__REQUEST__: Pick out every line in the listing that contains the string "negative", matching case exactly, and copy each of those lines.
%%
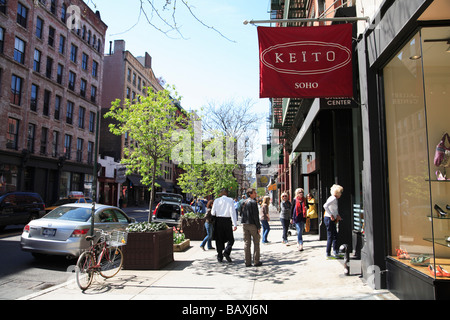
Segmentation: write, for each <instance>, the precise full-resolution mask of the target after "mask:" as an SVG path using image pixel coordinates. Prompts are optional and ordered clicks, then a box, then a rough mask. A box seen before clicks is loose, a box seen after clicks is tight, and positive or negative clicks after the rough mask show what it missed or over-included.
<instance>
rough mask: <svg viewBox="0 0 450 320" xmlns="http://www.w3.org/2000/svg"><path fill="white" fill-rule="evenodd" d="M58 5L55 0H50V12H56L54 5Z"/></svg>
mask: <svg viewBox="0 0 450 320" xmlns="http://www.w3.org/2000/svg"><path fill="white" fill-rule="evenodd" d="M57 6H58V4H57V3H56V0H52V1H51V2H50V12H51V13H52V14H56V7H57Z"/></svg>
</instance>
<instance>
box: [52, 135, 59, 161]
mask: <svg viewBox="0 0 450 320" xmlns="http://www.w3.org/2000/svg"><path fill="white" fill-rule="evenodd" d="M58 141H59V132H58V131H53V141H52V157H54V158H56V157H57V156H58Z"/></svg>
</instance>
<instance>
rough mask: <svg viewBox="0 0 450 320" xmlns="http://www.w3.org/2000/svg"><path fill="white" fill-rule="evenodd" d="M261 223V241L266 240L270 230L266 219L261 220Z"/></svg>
mask: <svg viewBox="0 0 450 320" xmlns="http://www.w3.org/2000/svg"><path fill="white" fill-rule="evenodd" d="M261 225H262V227H263V240H262V242H263V243H266V242H267V235H268V234H269V231H270V226H269V221H266V220H261Z"/></svg>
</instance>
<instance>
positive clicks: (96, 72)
mask: <svg viewBox="0 0 450 320" xmlns="http://www.w3.org/2000/svg"><path fill="white" fill-rule="evenodd" d="M92 76H93V77H95V78H97V76H98V62H97V61H92Z"/></svg>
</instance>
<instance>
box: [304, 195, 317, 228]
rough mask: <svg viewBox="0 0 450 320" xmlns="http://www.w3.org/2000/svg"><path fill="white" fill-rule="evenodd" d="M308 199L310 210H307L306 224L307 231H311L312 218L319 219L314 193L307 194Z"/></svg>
mask: <svg viewBox="0 0 450 320" xmlns="http://www.w3.org/2000/svg"><path fill="white" fill-rule="evenodd" d="M306 201H308V211H307V212H306V224H305V231H306V232H309V231H311V219H317V218H318V215H317V205H316V200H315V199H314V197H313V195H312V193H308V194H307V195H306Z"/></svg>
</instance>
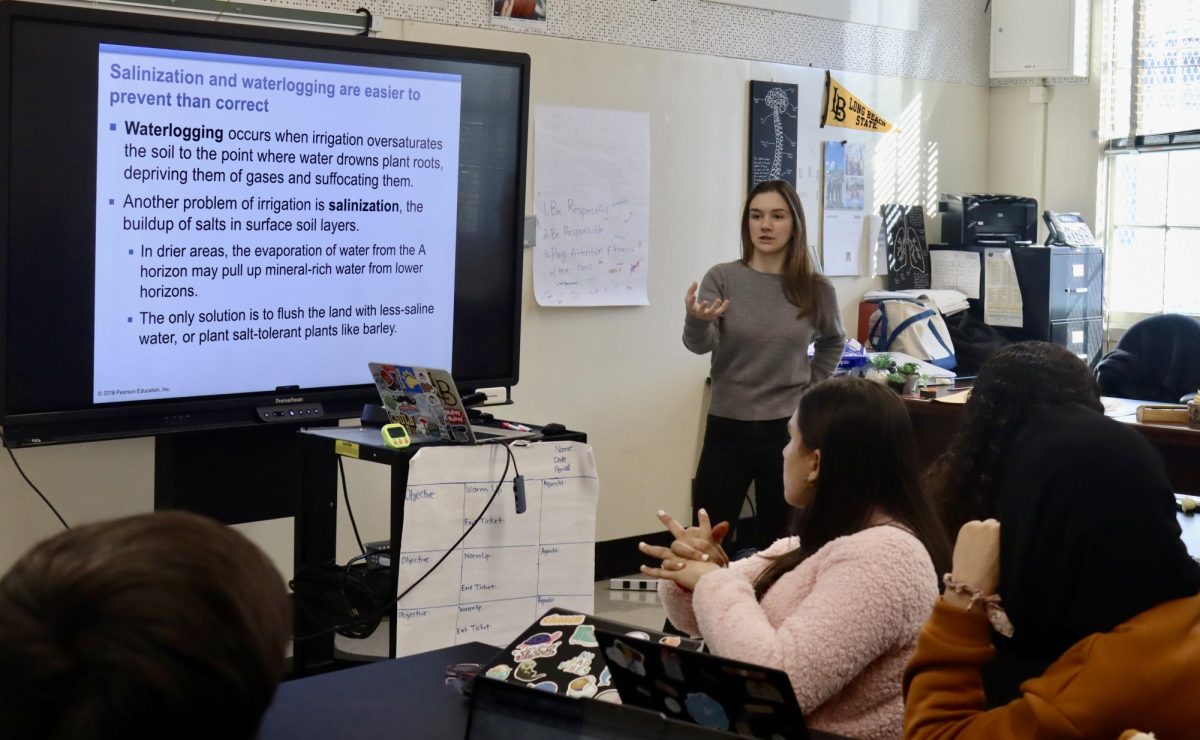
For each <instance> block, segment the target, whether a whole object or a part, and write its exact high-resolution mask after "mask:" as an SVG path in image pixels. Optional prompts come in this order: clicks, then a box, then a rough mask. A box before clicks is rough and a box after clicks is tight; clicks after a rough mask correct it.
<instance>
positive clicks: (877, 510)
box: [754, 377, 950, 600]
mask: <svg viewBox="0 0 1200 740" xmlns="http://www.w3.org/2000/svg"><path fill="white" fill-rule="evenodd" d="M798 416H799V428H800V437H802V438H803V441H804V446H805V447H808V449H809V450H820V451H821V475H820V477H818V479H817V481H816V483H815V486H816V495H815V497H814V498H812V504H810V505H809V506H808V507H806V509H805V510H804V511H803V512H802V513H800V516H799V517H797V518H796V527H794V533H793V534H796V535H799V537H800V547H799V548H797V549H793V551H791V552H788V553H786V554H784V555H780V556H779V558H775V559H774V560H773V561H772V564H770V565H769V566H767V570H764V571H763V572H762V573H761V574H760V576H758V578H757V579H756V580H755V584H754V589H755V595H756V596H757V597H758V598H760V600H761V598H762V596H763V594H766V592H767V590H768V589H769V588H770V586H772V585H774V583H775V582H776V580H779V578H780V577H782V576H784V574H785V573H787V572H790V571H791V570H792V568H794V567H796V566H798V565H799V564H802V562H804V560H806V559H808V558H809V556H810V555H812V554H814V553H816V552H817V551H818V549H821V548H822V547H824V546H826V545H828V543H829V542H832V541H833V540H836V539H838V537H844V536H846V535H852V534H854V533H857V531H860V530H862V529H864V528H866V527H868V522H869V521H870V518H871V516H872V515H874V513H876V512H882V513H883V515H886V516H888V517H890V518H892V521H893V522H894V523H895V524H899V525H901V527H904V528H906V529H907V530H908V531H911V533H912V534H913V535H914V536H916V537H917V539H918V540H920V542H922V545H924V546H925V549H926V551H928V552H929V556H930V559H932V561H934V568H935V572H937V573H941V572H946V571H948V570H949V565H950V546H949V541H948V540H947V537H946V534H944V533H943V531H942V528H941V524H940V522H938V519H937V513H936V511H935V509H934V505H932V503H931V501H930V499H929V498H928V497H926V495H925V493H924V492H923V491H922V488H920V473H919V463H918V459H917V441H916V438H914V435H913V432H912V422H911V421H910V420H908V411H907V410H906V409H905V408H904V402H902V401H900V398H899V397H898V396H896V395H895V393H894V392H893V391H892V390H889V389H888V387H886V386H883V385H881V384H878V383H871V381H870V380H863V379H862V378H852V377H841V378H834V379H832V380H827V381H824V383H820V384H817V385H814V386H812V387H810V389H809V390H808V391H806V392H805V393H804V396H802V397H800V404H799V414H798Z"/></svg>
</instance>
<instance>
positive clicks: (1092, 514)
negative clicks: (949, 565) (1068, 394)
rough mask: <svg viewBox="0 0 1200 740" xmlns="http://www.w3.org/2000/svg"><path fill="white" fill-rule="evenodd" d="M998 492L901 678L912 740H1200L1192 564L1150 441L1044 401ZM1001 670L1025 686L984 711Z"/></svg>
mask: <svg viewBox="0 0 1200 740" xmlns="http://www.w3.org/2000/svg"><path fill="white" fill-rule="evenodd" d="M998 494H1000V495H998V516H1000V522H996V521H995V519H989V521H985V522H978V521H974V522H968V523H967V524H965V525H964V527H962V529H961V531H960V534H959V539H958V542H956V545H955V549H954V570H953V573H950V577H949V582H948V584H947V585H948V588H947V590H946V594H944V595H943V596H942V598H941V600H938V602H937V606H936V607H935V609H934V615H932V616H931V618H930V621H929V624H928V625H926V626H925V628H924V630H923V631H922V634H920V640H919V642H918V645H917V654H916V656H913V658H912V662H911V663H910V666H908V668H907V670H906V672H905V696H906V706H905V734H906V736H907V738H914V739H917V738H919V739H924V738H1117V736H1118V735H1121V733H1122V732H1123V730H1126V729H1128V728H1130V727H1136V728H1140V729H1144V730H1147V732H1152V733H1156V734H1157V736H1158V738H1163V739H1166V738H1195V736H1198V734H1200V703H1198V702H1195V700H1194V698H1195V697H1196V696H1200V595H1198V592H1200V564H1198V562H1195V561H1194V560H1193V559H1192V558H1190V556H1189V555H1188V553H1187V551H1186V548H1184V546H1183V543H1182V542H1181V540H1180V525H1178V522H1177V521H1176V511H1175V498H1174V495H1172V494H1171V487H1170V483H1169V482H1168V479H1166V474H1165V471H1164V469H1163V464H1162V461H1160V459H1159V458H1158V455H1157V452H1156V451H1154V450H1153V447H1151V446H1150V444H1148V443H1147V441H1146V440H1145V438H1142V437H1141V434H1139V433H1138V432H1135V431H1134V429H1130V428H1129V427H1128V426H1126V425H1122V423H1120V422H1116V421H1112V420H1110V419H1105V417H1104V416H1103V415H1102V414H1100V413H1099V411H1097V410H1094V409H1091V408H1085V407H1082V405H1069V404H1068V405H1058V407H1045V408H1042V409H1039V410H1036V411H1034V413H1033V414H1032V415H1031V417H1030V420H1028V423H1027V426H1026V428H1025V431H1024V432H1022V433H1021V434H1020V435H1019V437H1018V438H1016V439H1015V441H1014V443H1013V444H1012V446H1010V455H1009V463H1008V465H1007V467H1006V469H1004V473H1003V477H1002V481H1001V485H1000V491H998ZM996 595H998V597H1000V598H998V607H1002V610H1001V609H1000V608H997V607H996V606H995V604H992V606H990V607H989V606H988V604H989V602H995V601H996ZM994 630H997V631H998V632H1000V633H1001V634H1003V633H1008V634H1009V637H994ZM994 640H995V643H996V646H995V648H994V646H992V643H994ZM997 661H998V662H1000V663H1001V668H1002V670H1001V673H1002V675H1001V676H1000V678H1001V679H1002V681H1001V685H1003V684H1013V685H1018V686H1019V688H1018V690H1016V698H1015V699H1013V700H1010V702H1008V703H1004V704H1002V705H998V706H996V708H995V709H991V710H988V709H986V706H988V703H986V702H985V696H984V676H983V672H984V669H985V668H986V667H989V666H991V664H992V663H994V662H997ZM988 698H991V697H988Z"/></svg>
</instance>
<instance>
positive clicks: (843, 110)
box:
%%
__REPLY TO THE EXERCISE__:
Segmentation: write, for each <instance>, the precise full-resolution mask of the target after "mask:" as an SVG path using image pixel coordinates. Prompts are optional and ordered clicks, then a box, then a rough mask. A box seen before clicks is loose, a box seen after clicks is tight, and positive or negative clicks after the rough mask show what it missed or over-included.
negative clicks: (949, 565) (1068, 394)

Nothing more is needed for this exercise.